### Problem description
Tell me how many lines of the entries below include the string "dark", and give only the number.

[[ Input for this task, beginning ]]

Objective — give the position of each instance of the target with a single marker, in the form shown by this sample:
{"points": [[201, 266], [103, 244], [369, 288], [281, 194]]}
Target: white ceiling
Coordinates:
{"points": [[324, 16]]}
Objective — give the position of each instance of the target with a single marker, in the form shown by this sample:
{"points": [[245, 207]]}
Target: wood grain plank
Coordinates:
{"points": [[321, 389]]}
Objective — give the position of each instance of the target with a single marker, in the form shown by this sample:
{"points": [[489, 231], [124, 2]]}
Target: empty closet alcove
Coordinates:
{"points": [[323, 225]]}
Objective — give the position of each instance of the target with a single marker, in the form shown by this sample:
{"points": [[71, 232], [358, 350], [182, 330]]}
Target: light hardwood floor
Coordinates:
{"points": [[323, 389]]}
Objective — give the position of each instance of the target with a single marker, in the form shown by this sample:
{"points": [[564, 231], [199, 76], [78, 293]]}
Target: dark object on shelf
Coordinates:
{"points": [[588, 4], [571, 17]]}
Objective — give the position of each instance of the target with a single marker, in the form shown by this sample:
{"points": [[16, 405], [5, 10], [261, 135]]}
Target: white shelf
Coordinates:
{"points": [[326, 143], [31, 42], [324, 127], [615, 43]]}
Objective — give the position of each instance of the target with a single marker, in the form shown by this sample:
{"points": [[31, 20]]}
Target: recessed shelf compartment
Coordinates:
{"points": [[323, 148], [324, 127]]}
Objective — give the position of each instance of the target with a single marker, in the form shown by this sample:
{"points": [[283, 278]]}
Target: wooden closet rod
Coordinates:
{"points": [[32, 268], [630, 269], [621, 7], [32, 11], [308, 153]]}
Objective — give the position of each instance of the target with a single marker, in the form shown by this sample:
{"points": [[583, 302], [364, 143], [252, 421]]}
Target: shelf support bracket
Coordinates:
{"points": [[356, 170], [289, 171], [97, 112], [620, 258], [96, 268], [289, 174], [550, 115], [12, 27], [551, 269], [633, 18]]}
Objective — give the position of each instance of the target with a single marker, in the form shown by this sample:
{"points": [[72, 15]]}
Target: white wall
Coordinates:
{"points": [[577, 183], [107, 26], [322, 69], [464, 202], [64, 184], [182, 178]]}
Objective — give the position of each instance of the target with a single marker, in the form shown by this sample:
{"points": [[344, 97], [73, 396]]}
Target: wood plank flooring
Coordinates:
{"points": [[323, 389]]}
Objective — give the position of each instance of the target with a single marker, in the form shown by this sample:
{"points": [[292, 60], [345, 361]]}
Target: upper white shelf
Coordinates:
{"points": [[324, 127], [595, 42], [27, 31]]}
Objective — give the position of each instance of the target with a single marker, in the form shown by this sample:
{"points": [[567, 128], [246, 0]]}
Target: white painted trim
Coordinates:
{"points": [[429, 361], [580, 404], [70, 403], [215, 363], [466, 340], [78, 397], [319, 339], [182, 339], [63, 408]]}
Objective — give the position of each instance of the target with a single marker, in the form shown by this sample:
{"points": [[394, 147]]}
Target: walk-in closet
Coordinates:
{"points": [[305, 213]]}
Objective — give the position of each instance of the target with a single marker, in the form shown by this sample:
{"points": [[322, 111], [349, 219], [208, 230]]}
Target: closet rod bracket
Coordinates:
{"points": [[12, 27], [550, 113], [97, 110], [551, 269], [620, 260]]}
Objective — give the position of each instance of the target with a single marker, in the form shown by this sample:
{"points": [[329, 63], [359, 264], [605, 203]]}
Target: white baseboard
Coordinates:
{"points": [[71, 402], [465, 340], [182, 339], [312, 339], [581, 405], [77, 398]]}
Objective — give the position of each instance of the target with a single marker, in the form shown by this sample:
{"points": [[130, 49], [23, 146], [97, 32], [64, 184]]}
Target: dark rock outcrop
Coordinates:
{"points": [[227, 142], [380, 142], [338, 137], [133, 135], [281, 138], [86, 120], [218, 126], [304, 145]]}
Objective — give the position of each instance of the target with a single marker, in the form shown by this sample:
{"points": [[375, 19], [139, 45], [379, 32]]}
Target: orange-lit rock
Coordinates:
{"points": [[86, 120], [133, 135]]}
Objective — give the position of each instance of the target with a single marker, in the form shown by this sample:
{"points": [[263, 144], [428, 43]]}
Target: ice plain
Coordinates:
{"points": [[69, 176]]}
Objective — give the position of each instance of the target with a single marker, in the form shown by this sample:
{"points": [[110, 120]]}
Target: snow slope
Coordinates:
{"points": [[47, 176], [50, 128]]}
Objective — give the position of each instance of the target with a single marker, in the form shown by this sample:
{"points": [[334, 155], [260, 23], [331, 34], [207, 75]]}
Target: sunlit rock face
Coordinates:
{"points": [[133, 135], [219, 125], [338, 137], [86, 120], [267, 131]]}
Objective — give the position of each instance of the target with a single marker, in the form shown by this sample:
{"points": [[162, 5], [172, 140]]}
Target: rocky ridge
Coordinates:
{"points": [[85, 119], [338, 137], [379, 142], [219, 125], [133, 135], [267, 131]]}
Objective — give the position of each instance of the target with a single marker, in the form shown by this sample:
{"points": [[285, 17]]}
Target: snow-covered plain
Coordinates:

[[ Input for this task, end ]]

### Task result
2